** EXERCISE INSTRUCTIONS **
Revise the stretch from "Slavery was abolished" through "reshaped the landscape." in the excerpt about the Saamaka and the Suriname dam, putting "transformed" in place of "reshaped".

As an advocate with modest funding, he works a smartphone as he drives freely between Aurora and the capital, Paramaribo. But many of his fellow Saamaka subsist on the jungle, the mines or the government dole — what he calls “metaphorical slavery” in which they’re becoming “even more dependent” on others.
Slavery is a loaded word here. Human bondage came to Suriname after it became a colony of the Netherlands in 1667. In the 18th century, Africans who had escaped into the jungle waged a decades-long war against their former masters. In 1762, the Dutch and the Saamaka sealed — by sharing a mix of their blood, rum and white clay — a treaty giving peace to the coastal whites and autonomy to the jungle Maroons.
Slavery was abolished in 1863. Suriname gained independence from the Netherlands in 1975. By that time, though, decisions made in Pittsburgh had reshaped the landscape.
Alcoa in the 1950s concluded that with enough electricity, it could mine bauxite, refine it and smelt it into aluminum — all right in Suriname. A key component would be a hydroelectric dam. In 1958, the company, the local minister-president and the Dutch governor signed on to the plan.
The Pittsburgh Press in 1959 heralded “a 10-year program which will increase production, employment and electric power, helping development in every way.”
The lengthy agreement between the country and company contained just one sentence, in a list of the government’s duties, about the people in the path of progress: “Remove the population, the buildings and other property from the reservoir area.”
Hiskia Jabini, now 81, trekked north from Aurora to Afobaka in the early 1960s, and became one of 2,300 laborers on a construction project that he little understood. “It was a way to earn money,” he said, speaking the Saamaka language (translated by Debora Linga), as did others interviewed for this story. "We didn't realize that, as a result of building the dam, our villages would be flooded and such a bad thing would happen.”
Praying to the tree
In Kajapaati, women carry towers of pots and pans on their heads down dirt paths to the Suriname River, where they wash the dishes, bathe the kids, sometimes catch a fish.
It’s an hour’s ride by motorized canoe to the nearest town served by any road. Decisions are made through a clan hierarchy of captains, including a head captain and lieutenants called “basjas.”
Basja Emelien Adjako was 5 years old in 1964, when the water overcame her birthplace of Bedoti, she said as she sat among the shacks of Kajapaati. She described Bedoti, with its sacred kankantrie tree. “The roots were so big you could compare it to a wall of a house.”
The elders were praying to this tree, praying that the water wouldn’t come higher.

** DATA SECTION **
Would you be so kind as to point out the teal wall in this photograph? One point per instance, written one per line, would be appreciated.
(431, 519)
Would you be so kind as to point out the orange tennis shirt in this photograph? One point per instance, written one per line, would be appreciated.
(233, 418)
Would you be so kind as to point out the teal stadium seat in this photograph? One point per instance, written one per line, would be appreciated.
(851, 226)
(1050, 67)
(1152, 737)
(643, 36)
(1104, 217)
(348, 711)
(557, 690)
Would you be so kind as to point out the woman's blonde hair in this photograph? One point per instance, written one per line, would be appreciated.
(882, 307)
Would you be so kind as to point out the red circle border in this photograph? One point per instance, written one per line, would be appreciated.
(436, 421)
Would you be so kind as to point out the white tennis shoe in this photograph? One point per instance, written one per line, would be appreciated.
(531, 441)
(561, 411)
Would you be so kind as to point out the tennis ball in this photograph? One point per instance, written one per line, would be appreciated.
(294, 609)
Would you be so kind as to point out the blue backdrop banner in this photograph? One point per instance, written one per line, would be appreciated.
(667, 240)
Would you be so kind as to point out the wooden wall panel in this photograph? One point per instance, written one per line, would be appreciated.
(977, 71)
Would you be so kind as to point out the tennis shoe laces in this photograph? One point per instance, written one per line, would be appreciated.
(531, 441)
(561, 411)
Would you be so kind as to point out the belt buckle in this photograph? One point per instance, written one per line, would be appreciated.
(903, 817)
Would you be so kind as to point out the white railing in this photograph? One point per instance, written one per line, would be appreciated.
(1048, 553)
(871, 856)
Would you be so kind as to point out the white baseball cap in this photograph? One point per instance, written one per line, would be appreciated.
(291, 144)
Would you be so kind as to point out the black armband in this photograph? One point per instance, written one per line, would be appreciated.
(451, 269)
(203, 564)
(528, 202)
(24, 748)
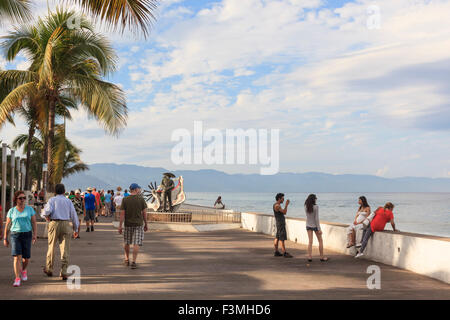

** COMPLETE RESPONSE **
Slavery was abolished in 1863. Suriname gained independence from the Netherlands in 1975. By that time, though, decisions made in Pittsburgh had transformed the landscape.